DESCRIPTION OF THE TASK: An exact copy of every entry is needed, without the pictures.

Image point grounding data

↓

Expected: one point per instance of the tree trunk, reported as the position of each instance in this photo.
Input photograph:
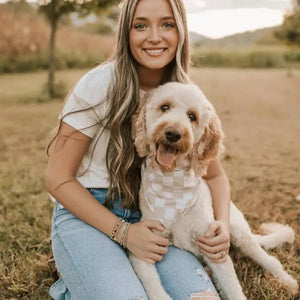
(51, 74)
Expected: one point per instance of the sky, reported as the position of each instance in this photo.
(219, 18)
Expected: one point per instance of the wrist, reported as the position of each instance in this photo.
(120, 232)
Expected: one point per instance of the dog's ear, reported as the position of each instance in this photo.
(138, 127)
(209, 147)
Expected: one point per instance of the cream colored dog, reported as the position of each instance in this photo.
(178, 132)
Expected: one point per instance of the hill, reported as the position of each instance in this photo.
(246, 39)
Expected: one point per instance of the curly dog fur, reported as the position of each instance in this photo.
(175, 128)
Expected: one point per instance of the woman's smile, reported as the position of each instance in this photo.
(153, 36)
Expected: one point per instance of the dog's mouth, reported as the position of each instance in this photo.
(166, 155)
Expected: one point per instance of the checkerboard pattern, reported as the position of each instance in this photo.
(169, 194)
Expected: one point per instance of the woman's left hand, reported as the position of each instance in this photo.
(216, 242)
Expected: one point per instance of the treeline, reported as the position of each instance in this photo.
(24, 38)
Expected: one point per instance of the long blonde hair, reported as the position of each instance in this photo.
(122, 160)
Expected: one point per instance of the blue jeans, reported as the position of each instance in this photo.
(93, 267)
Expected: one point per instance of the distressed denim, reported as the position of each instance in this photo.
(93, 267)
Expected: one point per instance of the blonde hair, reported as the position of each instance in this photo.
(122, 160)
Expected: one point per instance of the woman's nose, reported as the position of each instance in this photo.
(154, 36)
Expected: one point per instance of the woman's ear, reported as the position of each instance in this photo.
(209, 147)
(138, 128)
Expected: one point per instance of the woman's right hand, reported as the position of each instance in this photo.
(144, 243)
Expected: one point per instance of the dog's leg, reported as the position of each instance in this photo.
(226, 279)
(149, 277)
(274, 235)
(242, 237)
(224, 274)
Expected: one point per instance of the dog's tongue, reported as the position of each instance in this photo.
(165, 156)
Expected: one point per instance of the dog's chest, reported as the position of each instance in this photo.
(169, 195)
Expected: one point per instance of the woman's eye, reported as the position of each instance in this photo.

↑

YOUR RESPONSE:
Expected: one point per instance of the tree trunk, reported as the position of each instance in this photo.
Input photograph:
(51, 74)
Expected: one point per instance of the sky, reported as the position of each instance in this photo.
(219, 18)
Expected: one point per instance of the wrist, reported as the position of each instance in this photo.
(120, 232)
Expected: one point per instance of the dog's ear, reported as the position of each instance in this photo.
(138, 127)
(209, 147)
Expected: one point per instance of the cream colored dog, reported as the position of each instance in this photo.
(178, 132)
Expected: one point per instance of the hill, reported as the position of each instance in this photo.
(246, 39)
Expected: one point per instance of the curly dog fur, reported as the position of each instance in this photo.
(175, 128)
Expected: one point per instance of the woman's smile, reported as the position of each instance in this photo.
(153, 36)
Expected: one point per instance of the dog's mouth, reported as the position of each instance in this photo.
(166, 155)
Expected: one point per instance of the checkerboard pattern, reported as the position of each instance in this photo.
(169, 194)
Expected: one point per instance of the woman's left hand, reported as the position of each instance in this photo.
(216, 242)
Expected: one point per instance of the treeline, reported as the position of each instance in this photo.
(24, 38)
Expected: one point per instance of the long blonde hair, reported as the position of each instance in this photo.
(122, 160)
Expected: one point per instance of the blue jeans, reported as the position of each instance in this photo.
(93, 267)
Expected: one point per instance of the distressed denim, reported as the position of each instance in this photo.
(93, 267)
Expected: one point per instance of the blonde hair, reported as the position of each instance in this photo.
(122, 160)
Expected: one point per instance of the woman's nose, reported as the position of each instance in this photo.
(154, 36)
Expected: one point per instance of the woman's ear, reported as the position of each instance in this photo.
(209, 147)
(138, 128)
Expected: one point per instance of the woman's right hand, reported as the position of each instance in this photo.
(144, 243)
Expected: one point per instance of the dog's leg, reported as the position of each instance in this photo.
(226, 279)
(149, 277)
(274, 235)
(242, 237)
(224, 274)
Expected: one point per instance of the dog's tongue, reported as the position of each instance in this photo.
(165, 156)
Expected: one point per instance of the dog's chest, reported as the position of each instance in this photo.
(169, 195)
Expected: one point per instance of the woman's eye, reported as the position of each instance in this photo.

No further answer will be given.